## Input for this task
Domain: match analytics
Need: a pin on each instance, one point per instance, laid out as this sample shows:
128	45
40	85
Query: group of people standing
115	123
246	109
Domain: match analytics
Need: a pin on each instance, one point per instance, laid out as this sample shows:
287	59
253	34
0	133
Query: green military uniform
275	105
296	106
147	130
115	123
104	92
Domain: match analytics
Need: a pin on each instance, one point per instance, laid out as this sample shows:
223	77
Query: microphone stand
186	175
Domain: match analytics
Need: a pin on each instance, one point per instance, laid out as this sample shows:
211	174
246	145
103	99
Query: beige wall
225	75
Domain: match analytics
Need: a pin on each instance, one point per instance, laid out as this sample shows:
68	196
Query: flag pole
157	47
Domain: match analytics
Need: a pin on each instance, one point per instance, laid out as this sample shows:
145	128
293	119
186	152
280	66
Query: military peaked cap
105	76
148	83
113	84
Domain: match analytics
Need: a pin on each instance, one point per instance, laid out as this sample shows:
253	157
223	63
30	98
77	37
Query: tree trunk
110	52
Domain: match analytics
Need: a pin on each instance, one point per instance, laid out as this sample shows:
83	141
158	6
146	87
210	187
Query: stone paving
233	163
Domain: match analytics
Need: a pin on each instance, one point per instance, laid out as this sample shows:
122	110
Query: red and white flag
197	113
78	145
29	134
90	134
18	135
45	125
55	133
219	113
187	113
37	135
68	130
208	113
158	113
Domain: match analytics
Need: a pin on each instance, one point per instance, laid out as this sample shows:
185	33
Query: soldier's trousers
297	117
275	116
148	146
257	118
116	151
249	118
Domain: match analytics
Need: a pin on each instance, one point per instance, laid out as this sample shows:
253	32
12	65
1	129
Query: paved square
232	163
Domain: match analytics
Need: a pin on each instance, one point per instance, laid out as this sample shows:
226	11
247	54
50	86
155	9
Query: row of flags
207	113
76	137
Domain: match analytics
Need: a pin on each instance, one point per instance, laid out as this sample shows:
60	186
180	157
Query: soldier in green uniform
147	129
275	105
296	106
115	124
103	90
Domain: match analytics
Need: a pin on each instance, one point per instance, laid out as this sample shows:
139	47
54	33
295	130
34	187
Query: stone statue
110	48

## Your instructions
Provide all the records again, word for word.

## Result for this exercise
Domain: match analytics
Need: a pin on each instance, one point per instance, laid out as this sample shows:
128	45
40	85
Query: group of people standing
115	123
246	109
Domain: match analytics
Need: a pin on each instance, one point per instance, laid out as this sample shows:
287	59
253	34
0	133
Query: green military uniform
275	105
296	106
147	130
115	123
104	92
Domain: match analytics
Need: a pin on each instance, one point per instance, laid out as this sample shows:
223	77
Query: microphone stand
186	175
Domain: match analytics
Need: a pin on each instance, one point per instance, laid out as this sample shows:
211	174
246	145
103	99
Query: beige wall
225	75
Domain: match analytics
Need: a pin on each instance, one point per instance, laid out as this sample shows:
68	196
Query: flag pole
157	47
Domain: match analytics
Need: a pin on each instance, one point per instance, laid out as this sample shows:
145	128
293	119
186	152
280	66
Query: military peaked cap
105	76
148	83
113	84
Domain: match analytics
Need: a pin on each instance, one point per instance, laid out as this sample shows:
253	157
223	63
30	98
77	37
Query: tree trunk
110	52
Domain: match analytics
Need: a pin on each instance, one point per instance, laid out as this sample shows:
83	141
158	6
146	87
210	187
Query: stone paving
233	163
Domain: match analytics
Need: a pin on each instance, one point per instance, laid out as this sample shows:
122	110
Query: red and white flag
197	113
78	145
29	134
90	134
18	135
45	125
55	133
219	113
187	113
37	135
68	130
208	113
158	113
Domain: match analytics
Need: a pin on each instance, one point per instance, laid out as this sample shows:
185	33
Query: soldier's trousers
297	117
275	116
148	146
257	118
116	151
249	118
Domain: match analytics
Need: a pin on each instance, one point per instance, laid out as this sample shows:
253	32
12	65
1	129
Query: paved square
232	163
Domain: match analytics
Need: a pin on each instance, one point per instance, laid out as this sample shows:
226	11
247	54
50	86
155	9
Query: row of flags
207	113
76	137
Domain: match analytics
Need: a pin on each instance, one point per instance, laid out as this sample shows:
60	186
180	157
Query: soldier in green uniform
147	129
275	105
296	106
115	124
103	90
Domain: match analytics
Need: a pin on each instance, one point per instance, laid out as this sample shows:
139	47
54	33
295	130
34	187
Query: stone statue
110	48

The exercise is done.